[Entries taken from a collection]
◇ ◇ ◇ ◇

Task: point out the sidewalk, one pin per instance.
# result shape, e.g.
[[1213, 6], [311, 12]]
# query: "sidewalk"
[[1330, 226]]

◇ ◇ ◇ ◇

**Problem:** Give a word-for-word copy of the records.

**Result:**
Task: point out the sidewalk, one pin per instance.
# result shape, e.g.
[[1213, 6], [311, 12]]
# query: "sidewalk"
[[1330, 226]]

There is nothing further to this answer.